### Job 1
Summarize the blog post about the leaked Catholic-Orthodox document in two sentences.
### Job 2
Please turn the paragraph of the blog post about the leaked Catholic-Orthodox document that begins "But before I dig in" into a short list that keeps its main facts.

### Page extract
start
I mentioned in a previous blog post that a document prepared by a joint Catholic-Orthodox committee in 2008 was leaked to the public recently. The document dealt with the role of the bishop of Rome during the first millennium; I have now read it more carefully and I’d like to give an analysis of it here. I found it fascinating and insightful, and it even contained two surprises: one that might upset Orthodox polemicists and one that could potentially disturb their Catholic counterparts.
But before I dig in, I’d like to make clear the status of this document. It was prepared by the Joint Coordinating Committee for the Theological Dialogue between the Roman Catholic Church and the Orthodox Church in preparation for the official meeting between Catholic and Orthodox leaders in Cyprus in late 2009. It has no official standing and might even have been scrapped completely by the hierarchs at the Cyprus meeting, but I do think it is instructive as to the common view of important Catholic and Orthodox figures. Now on to the document itself.
end
### Data provided
start
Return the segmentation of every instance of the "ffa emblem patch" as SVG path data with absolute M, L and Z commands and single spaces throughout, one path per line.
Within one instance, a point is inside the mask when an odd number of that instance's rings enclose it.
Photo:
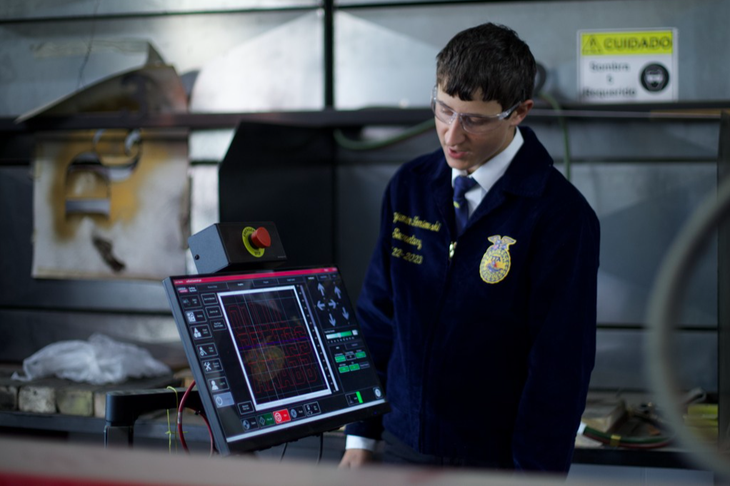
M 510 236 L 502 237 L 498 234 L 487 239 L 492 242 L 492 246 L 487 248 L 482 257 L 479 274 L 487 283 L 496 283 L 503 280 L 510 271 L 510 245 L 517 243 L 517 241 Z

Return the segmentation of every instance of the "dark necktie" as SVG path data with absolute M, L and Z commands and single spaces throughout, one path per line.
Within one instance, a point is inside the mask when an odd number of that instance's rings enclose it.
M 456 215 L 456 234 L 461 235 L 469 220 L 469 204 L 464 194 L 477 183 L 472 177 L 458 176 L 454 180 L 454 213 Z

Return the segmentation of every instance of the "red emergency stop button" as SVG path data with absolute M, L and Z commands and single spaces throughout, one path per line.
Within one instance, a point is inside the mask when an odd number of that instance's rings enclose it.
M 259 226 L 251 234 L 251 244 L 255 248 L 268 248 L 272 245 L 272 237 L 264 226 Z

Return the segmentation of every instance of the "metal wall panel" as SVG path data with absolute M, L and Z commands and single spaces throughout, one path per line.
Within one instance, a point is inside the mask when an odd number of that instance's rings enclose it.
end
start
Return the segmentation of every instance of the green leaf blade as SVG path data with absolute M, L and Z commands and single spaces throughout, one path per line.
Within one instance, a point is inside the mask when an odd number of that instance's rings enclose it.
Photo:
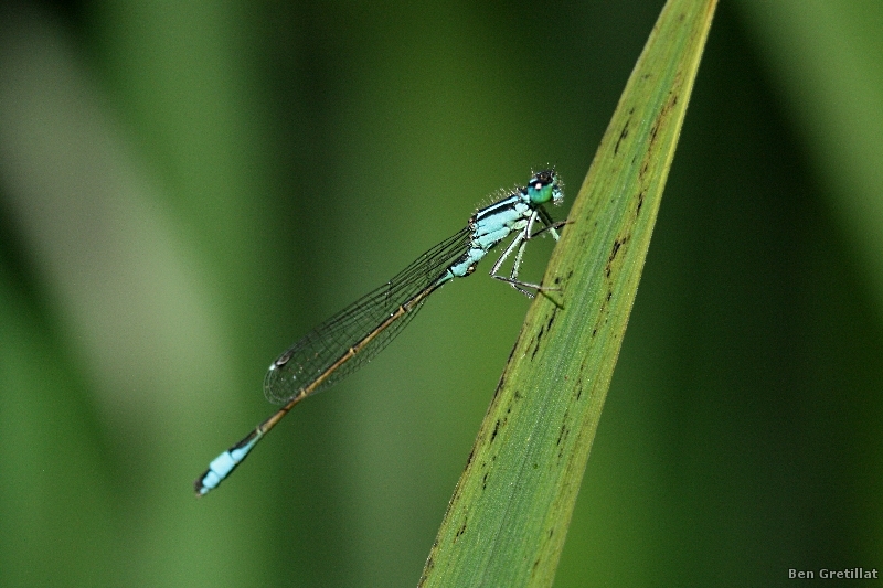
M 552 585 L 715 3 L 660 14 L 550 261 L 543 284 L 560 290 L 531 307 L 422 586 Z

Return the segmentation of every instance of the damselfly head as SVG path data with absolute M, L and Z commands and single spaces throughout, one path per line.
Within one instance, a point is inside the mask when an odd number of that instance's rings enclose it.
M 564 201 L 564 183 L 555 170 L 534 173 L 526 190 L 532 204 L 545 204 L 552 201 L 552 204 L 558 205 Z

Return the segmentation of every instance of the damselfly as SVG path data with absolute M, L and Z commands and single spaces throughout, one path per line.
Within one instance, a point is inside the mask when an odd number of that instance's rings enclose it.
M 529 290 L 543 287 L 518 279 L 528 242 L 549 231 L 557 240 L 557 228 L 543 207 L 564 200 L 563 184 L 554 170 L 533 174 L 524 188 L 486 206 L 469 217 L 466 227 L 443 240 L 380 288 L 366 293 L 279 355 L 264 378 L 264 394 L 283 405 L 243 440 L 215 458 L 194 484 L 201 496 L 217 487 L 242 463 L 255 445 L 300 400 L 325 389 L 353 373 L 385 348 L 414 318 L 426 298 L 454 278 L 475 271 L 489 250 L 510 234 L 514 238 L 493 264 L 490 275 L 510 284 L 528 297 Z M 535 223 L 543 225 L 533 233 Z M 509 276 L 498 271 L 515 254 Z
end
start
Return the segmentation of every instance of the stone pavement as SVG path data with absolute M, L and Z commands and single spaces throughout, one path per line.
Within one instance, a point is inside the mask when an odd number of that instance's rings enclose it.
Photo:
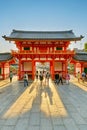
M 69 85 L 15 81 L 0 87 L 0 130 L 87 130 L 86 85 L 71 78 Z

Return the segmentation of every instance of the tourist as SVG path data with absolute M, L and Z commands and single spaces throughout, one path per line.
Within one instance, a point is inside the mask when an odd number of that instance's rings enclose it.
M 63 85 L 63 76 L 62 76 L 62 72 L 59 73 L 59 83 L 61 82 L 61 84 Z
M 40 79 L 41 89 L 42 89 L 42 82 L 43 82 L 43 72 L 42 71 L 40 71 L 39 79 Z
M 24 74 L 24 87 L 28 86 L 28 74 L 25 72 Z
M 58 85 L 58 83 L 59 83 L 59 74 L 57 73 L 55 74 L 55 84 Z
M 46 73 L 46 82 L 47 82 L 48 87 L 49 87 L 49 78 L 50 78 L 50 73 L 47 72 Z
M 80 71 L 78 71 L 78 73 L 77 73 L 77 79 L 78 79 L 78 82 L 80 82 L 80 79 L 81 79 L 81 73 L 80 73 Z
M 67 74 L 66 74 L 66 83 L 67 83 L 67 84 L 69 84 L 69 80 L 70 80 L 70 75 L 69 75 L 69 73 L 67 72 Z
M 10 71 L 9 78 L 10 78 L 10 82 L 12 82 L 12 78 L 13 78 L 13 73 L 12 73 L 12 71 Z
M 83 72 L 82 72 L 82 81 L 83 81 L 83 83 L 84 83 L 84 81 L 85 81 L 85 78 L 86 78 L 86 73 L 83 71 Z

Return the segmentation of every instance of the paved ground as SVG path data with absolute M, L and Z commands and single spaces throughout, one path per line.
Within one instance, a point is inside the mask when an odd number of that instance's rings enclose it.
end
### Task response 1
A document on the role of the bishop of Rome during the first millennium, prepared in 2008 by a joint Catholic-Orthodox committee, was recently leaked, and the writer finds it fascinating and insightful, with one surprise that might upset Orthodox polemicists and another that could disturb Catholic ones. The Joint Coordinating Committee for the Theological Dialogue between the two churches prepared it ahead of a late-2009 meeting in Cyprus, and although it has no official standing, the writer considers it instructive about the common view of important Catholic and Orthodox figures.

### Task response 2
- Prepared by the Joint Coordinating Committee for the Theological Dialogue between the Roman Catholic Church and the Orthodox Church
- Written in preparation for the official meeting of Catholic and Orthodox leaders in Cyprus in late 2009
- Has no official standing and may even have been scrapped completely by the hierarchs at the Cyprus meeting
- Still instructive, in the writer's view, about the common view of important Catholic and Orthodox figures